::: Passage given :::

| Social Media Quirks are Common with Narcissists |
In the early days of our relationship, when Tina was claiming not to have a Facebook account (she did), she had no qualms about any photos I might want to post of her and I on my Facebook wall. I had quite a collection of our adventures together going.
I didn’t learn about Tina’s clandestine Facebook account until much later. As it turned out, she and her mother each had an account using an alias. One of them had a name that had something to do with the Moon and the other, the Sun. I don’t recall which belonged to which. At any rate, my account and her alias-bearing one were never linked as “friends” or anything else.
Sometime in February 2018, right around the time I gave Tina her engagement ring, I learned that Tina had a newish Facebook account using her real name. We linked our accounts (mine publicly proclaimed that I was engaged, but I believe Tina’s kept her relationship status private) and I added Tina as a contributor/editor to the “Adventures of Dan and Tina” photos folder. At that point, she wanted to exercise some editorial control and I deleted several photos she found personally unflattering or otherwise didn’t like for whatever reason. She asked me to check with her before uploading any new pictures of her. I thought it was silly, but I never denied Tina anything she wanted and agreed.
Late that February, Tina and I had gone to Washington DC for the US Supreme Court case I was involved in with work and I’d taken a lot of pictures of the trip. Some were strictly work-related and some were of Tina and I enjoying the city on my down time – Seeing the National Mall, the Smithsonian, the Library of Congress and so on. I uploaded a batch of photos to a new folder dedicated to the Supreme Court trip and, without thinking about it, had also uploaded pictures of Tina and I together. Weeks later, looking at that folder, I realized the inclusion of some couple-style pictures of Tina and I didn’t fit the professional, political theme of the rest of it’s contents and I moved those to the “Adventures of Dan and Tina” folder. It didn’t occur to me that those photos were not “authorized.” That became an issue some months later.
Early June, I received a text message from Tina. It was a screen grab of a Wikipedia entry that appeared to be about me. My picture was featured next to the name Dan McGrath, anyhow. I am a writer, but I never won any awards writing for the Simpsons. The Dan McGrath the Wikipedia article was written about had.
Tina captioned the picture, “You’ve been awarded a prime time Emmy for outstanding writing of an animated program. Wow.”

:::

*Problem requirements*
Please continue the personal account of Tina and Facebook from the point where it stops.

::: Recorded information :::

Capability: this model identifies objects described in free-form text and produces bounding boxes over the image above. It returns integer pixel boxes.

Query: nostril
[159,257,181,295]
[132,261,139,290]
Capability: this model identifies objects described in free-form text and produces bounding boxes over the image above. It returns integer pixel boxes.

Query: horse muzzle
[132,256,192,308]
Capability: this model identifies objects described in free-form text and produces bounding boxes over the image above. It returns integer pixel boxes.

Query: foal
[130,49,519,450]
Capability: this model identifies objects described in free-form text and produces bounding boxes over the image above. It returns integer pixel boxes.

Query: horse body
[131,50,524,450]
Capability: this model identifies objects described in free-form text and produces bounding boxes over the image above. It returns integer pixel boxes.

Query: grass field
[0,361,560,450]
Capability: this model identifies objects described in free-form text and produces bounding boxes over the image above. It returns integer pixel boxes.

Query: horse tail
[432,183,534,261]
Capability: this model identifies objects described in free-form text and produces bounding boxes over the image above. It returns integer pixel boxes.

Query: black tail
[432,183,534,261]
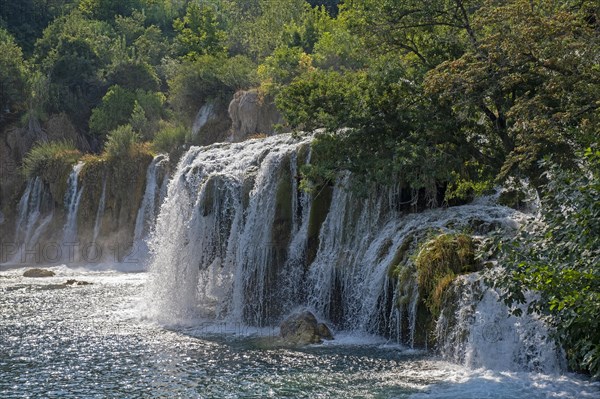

:::

*Result of this exercise*
I was aware of this Wikipedia screw-up, but assumed it would have been long-since corrected. I was surprised my photo was still connected to that other Dan McGrath.
There are, however, several people in the world named Dan McGrath. In a bizarre series of coincidences, one other Dan McGrath ended up the executive director in charge of the opposition campaign to a voter photo ID requirement that I was in charge of advancing. My job title was also executive director. This was a high-profile issue and the common name and job title was causing some degree of confusion in the press that year and years later, to a lesser degree. A reporter once suggested that I start using my middle initial to create a distinction. I was the elder Dan McGrath and wasn’t inclined to change my public moniker, but it turned out that our middle initials also matched, anyhow.
I was just amused by the coincidences and mix-ups.
“It’s nice to finally be acknowledged,” I wrote back, tongue planted in cheek.
I was stunned by the next message. It seemed a bizarre non-sequitur.
“I want you to take down the pictures of me on your Facebook. We can post some together. You know how I feel about this. And you have pictures of you and Jessica on there as a couple… Ummmm…”
“OK,” I replied. “Every picture of you on Facebook is in a folder that you have editorial control over. You can delete anything you don’t like. I’ll be on my way, soonish.”
My facebook account was created in 2006 while I was working on a gubernatorial campaign and I was married until 2015, so over the span of 10 years, quite a few pictures of Jessica and I together wound up posted. I had made an effort to purge those photos once Tina and I began dating, but I had hundreds and hundreds of photos in dozens of folders and had apparently overlooked a couple. Still, that was an easy solution. I’d found and deleted those before I even left work.
I got back to the apartment around 11 that night and found Tina sitting on the bed, her laptop was open in front of her. She closed it when I entered the bedroom.
I tried to kiss her forehead, but she pulled away. She was visibly upset. Examining her face, it looked like she’d been crying. I sat on the bed. “What’s going on, sweetheart?” I asked. I couldn’t understand why she was so distraught by a couple errant Facebook photos.
“I’m so upset with you that I don’t think I even want you on my bed right now,” she said.
I was in problem-solving mode. “I’m sorry. I didn’t mean to cause you any upset. I already found the pictures of Jessica and deleted them. We can go through the other ones and I’ll show you how to manage the folder if you don’t know how.”
“I’m serious. I don’t want you on my bed.”
“Oh.” I stood. At that point, I was pretty much moved in and considered it “our” bed, but I came to realize that what’s mine was ours and what’s hers was hers.
“I feel so betrayed by you right now I don’t even know what to think or do.”
This was serious. My heart was racing and I started to tremble. I knelt on the floor, still wearing my suit from work.
“Tina, I didn’t mean any harm. We can handle this any way you want to,” I said. “I’ll do whatever you want.”
“Why, Dan? Why did you do it?” She asked that repeatedly, as if I’d deliberately set out to cause her this distress. “Why?”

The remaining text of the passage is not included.